## Required action 1
Pull out every line of the entries that contains the word "positive".

** Reading text follows **

Excellence in Success

The NASA Jet Propulsion Lab has “parted ways with” — I’m guessing fired, despite the glowing words that attended the parting — DEI officer Neela Rajendra.

The Free Beacon reports that NASA seems to have been nudged in this direction by a Beacon report that despite the anti-DEI policies of the new U.S. administration, the Jet Propulsion lab had tried to retain Rajendra by changing her title. She still had many of the same responsibilities, including managing “affinity groups” like the Black Excellence Strategic Team.

The propulsion lab is now replacing its DEI department with a new one called “Office of Team Excellence and Employee Success.” 

Even assuming that race and gender consciousness are now no more — probably not a safe assumption — we may wonder why such a department, solely devoted to “excellence and success,” is necessary.

** End of Reading text **

## Required action 2
In the piece about the NASA Jet Propulsion Lab, what is the name of the new office replacing the DEI department?

** Raw data follows **

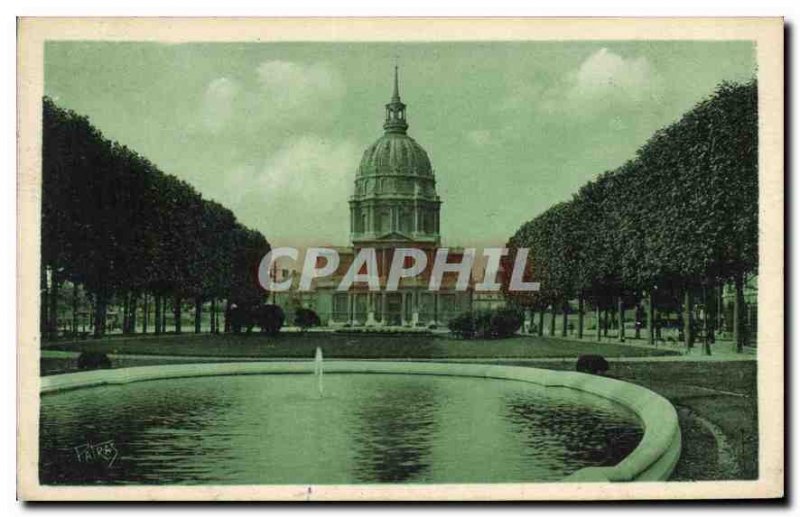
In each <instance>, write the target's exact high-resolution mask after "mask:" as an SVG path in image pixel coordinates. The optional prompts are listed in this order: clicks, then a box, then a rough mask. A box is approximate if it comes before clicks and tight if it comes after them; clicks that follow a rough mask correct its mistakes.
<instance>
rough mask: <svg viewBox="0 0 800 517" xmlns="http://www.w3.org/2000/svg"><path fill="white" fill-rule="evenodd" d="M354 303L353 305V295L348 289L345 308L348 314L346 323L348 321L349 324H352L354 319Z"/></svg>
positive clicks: (352, 293)
mask: <svg viewBox="0 0 800 517" xmlns="http://www.w3.org/2000/svg"><path fill="white" fill-rule="evenodd" d="M354 305H355V297H354V296H353V293H352V292H350V291H348V292H347V308H348V313H349V314H348V316H347V321H348V323H350V325H353V323H355V321H353V320H354V316H355V311H354V310H353V308H354V307H353V306H354Z"/></svg>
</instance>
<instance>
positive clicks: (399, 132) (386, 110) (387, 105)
mask: <svg viewBox="0 0 800 517" xmlns="http://www.w3.org/2000/svg"><path fill="white" fill-rule="evenodd" d="M399 75H400V74H399V72H398V66H397V65H396V64H395V65H394V92H392V99H391V100H390V101H389V104H387V105H386V121H385V122H384V123H383V129H384V130H385V131H386V132H387V133H402V134H405V132H406V130H407V129H408V122H406V105H405V104H403V101H401V100H400V80H399V79H398V76H399Z"/></svg>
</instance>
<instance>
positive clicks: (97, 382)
mask: <svg viewBox="0 0 800 517" xmlns="http://www.w3.org/2000/svg"><path fill="white" fill-rule="evenodd" d="M313 370H314V364H313V362H312V361H302V362H300V361H297V362H294V361H293V362H283V361H281V362H236V363H195V364H173V365H159V366H139V367H134V368H120V369H116V370H93V371H88V372H78V373H67V374H61V375H50V376H46V377H42V379H41V393H42V394H46V393H53V392H57V391H62V390H69V389H76V388H85V387H90V386H103V385H111V384H126V383H129V382H137V381H147V380H156V379H169V378H177V377H204V376H213V375H248V374H281V373H311V372H313ZM325 372H327V373H395V374H414V375H451V376H460V377H482V378H491V379H507V380H516V381H524V382H530V383H533V384H538V385H541V386H546V387H563V388H570V389H575V390H579V391H584V392H588V393H592V394H594V395H598V396H600V397H604V398H606V399H609V400H613V401H614V402H617V403H619V404H621V405H623V406H625V407H627V408H629V409H630V410H631V411H633V412H634V413H635V414H636V415H637V416H638V417H639V419H640V420H641V423H642V426H643V427H644V436H643V437H642V440H641V442H640V443H639V445H638V446H637V447H636V449H634V451H633V452H632V453H630V454H629V455H628V456H627V457H626V458H625V459H624V460H622V461H621V462H620V463H618V464H617V465H614V466H613V467H587V468H583V469H581V470H579V471H577V472H575V473H573V474H572V475H570V476H568V477H567V478H566V479H565V480H564V481H567V482H587V481H606V482H607V481H659V480H666V479H668V478H669V476H670V474H671V473H672V470H673V469H674V468H675V464H676V463H677V461H678V458H679V457H680V452H681V431H680V427H679V425H678V415H677V413H676V412H675V408H674V407H673V406H672V404H670V403H669V401H667V400H666V399H665V398H664V397H662V396H660V395H658V394H656V393H653V392H652V391H650V390H648V389H646V388H643V387H641V386H637V385H635V384H631V383H628V382H623V381H618V380H615V379H610V378H608V377H601V376H597V375H589V374H584V373H577V372H564V371H555V370H544V369H540V368H527V367H520V366H500V365H481V364H463V363H415V362H389V361H386V362H384V361H337V360H330V361H326V362H325Z"/></svg>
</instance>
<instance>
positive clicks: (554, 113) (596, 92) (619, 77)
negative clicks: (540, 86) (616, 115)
mask: <svg viewBox="0 0 800 517" xmlns="http://www.w3.org/2000/svg"><path fill="white" fill-rule="evenodd" d="M662 84H663V83H662V81H661V77H660V76H659V74H658V72H657V71H656V70H655V68H653V66H652V65H651V64H650V62H649V61H648V60H647V59H646V58H645V57H631V58H624V57H622V56H620V55H619V54H615V53H614V52H612V51H610V50H609V49H608V48H605V47H604V48H601V49H599V50H597V51H595V52H594V53H592V54H591V55H589V56H588V57H587V58H586V59H585V60H584V61H583V62H582V63H581V64H580V65H579V66H578V67H577V69H573V70H571V71H570V72H568V73H567V74H565V75H564V76H563V77H562V78H561V80H559V81H556V83H555V84H553V85H552V86H551V87H550V88H547V89H545V90H543V91H541V90H540V91H530V92H527V93H520V91H519V90H517V91H515V92H514V93H512V94H511V95H510V96H509V98H508V99H507V100H506V103H505V106H506V108H507V109H518V108H519V107H520V106H522V105H524V104H531V105H534V106H536V109H537V110H538V111H540V112H543V113H546V114H553V115H570V116H576V117H579V118H586V117H593V116H597V115H599V114H606V113H608V112H622V111H626V110H629V109H636V108H637V107H641V106H642V105H643V104H645V103H657V102H660V99H661V93H662Z"/></svg>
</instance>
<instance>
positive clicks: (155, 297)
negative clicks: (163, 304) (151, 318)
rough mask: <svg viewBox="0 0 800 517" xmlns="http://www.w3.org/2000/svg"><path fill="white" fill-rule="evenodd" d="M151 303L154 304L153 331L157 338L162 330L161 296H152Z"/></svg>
mask: <svg viewBox="0 0 800 517" xmlns="http://www.w3.org/2000/svg"><path fill="white" fill-rule="evenodd" d="M153 303H154V304H155V312H156V314H155V320H154V321H153V330H154V332H155V334H156V335H157V336H159V335H161V333H162V332H163V331H164V329H163V328H162V327H161V295H159V294H157V295H155V296H153Z"/></svg>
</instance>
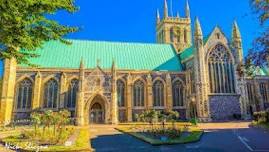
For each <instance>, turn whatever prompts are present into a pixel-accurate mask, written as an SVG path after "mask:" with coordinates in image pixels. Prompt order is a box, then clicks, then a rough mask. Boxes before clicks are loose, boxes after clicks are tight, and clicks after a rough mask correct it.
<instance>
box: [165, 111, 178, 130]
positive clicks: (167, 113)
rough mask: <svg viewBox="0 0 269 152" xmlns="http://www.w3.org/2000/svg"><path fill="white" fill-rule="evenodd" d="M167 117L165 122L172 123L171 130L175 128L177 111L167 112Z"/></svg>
mask: <svg viewBox="0 0 269 152" xmlns="http://www.w3.org/2000/svg"><path fill="white" fill-rule="evenodd" d="M166 115H167V121H168V122H172V126H173V129H175V128H176V126H175V122H176V121H177V119H178V118H179V113H178V112H177V111H168V112H166Z"/></svg>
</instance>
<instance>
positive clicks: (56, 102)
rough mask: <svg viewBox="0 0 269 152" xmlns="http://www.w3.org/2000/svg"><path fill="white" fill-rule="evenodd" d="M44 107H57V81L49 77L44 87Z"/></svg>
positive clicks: (57, 84)
mask: <svg viewBox="0 0 269 152" xmlns="http://www.w3.org/2000/svg"><path fill="white" fill-rule="evenodd" d="M44 89H45V90H44V105H43V106H44V108H57V103H58V98H59V91H58V90H59V87H58V82H57V81H56V80H54V79H50V80H49V81H48V82H47V83H46V84H45V87H44Z"/></svg>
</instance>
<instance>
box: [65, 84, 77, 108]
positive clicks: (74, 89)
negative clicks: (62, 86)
mask: <svg viewBox="0 0 269 152" xmlns="http://www.w3.org/2000/svg"><path fill="white" fill-rule="evenodd" d="M78 83H79V81H78V80H77V79H73V80H71V82H70V84H69V88H68V94H67V103H66V107H67V108H75V107H76V100H77V92H78Z"/></svg>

** End of Raw data **

## Task result 1
positive clicks: (352, 293)
positive clicks: (399, 132) (386, 110) (387, 105)
positive clicks: (97, 382)
positive clicks: (554, 113) (596, 92) (619, 77)
positive clicks: (155, 297)
positive clicks: (167, 113)
positive clicks: (56, 102)
positive clicks: (57, 84)
positive clicks: (74, 89)

## Task result 2
The Office of Team Excellence and Employee Success.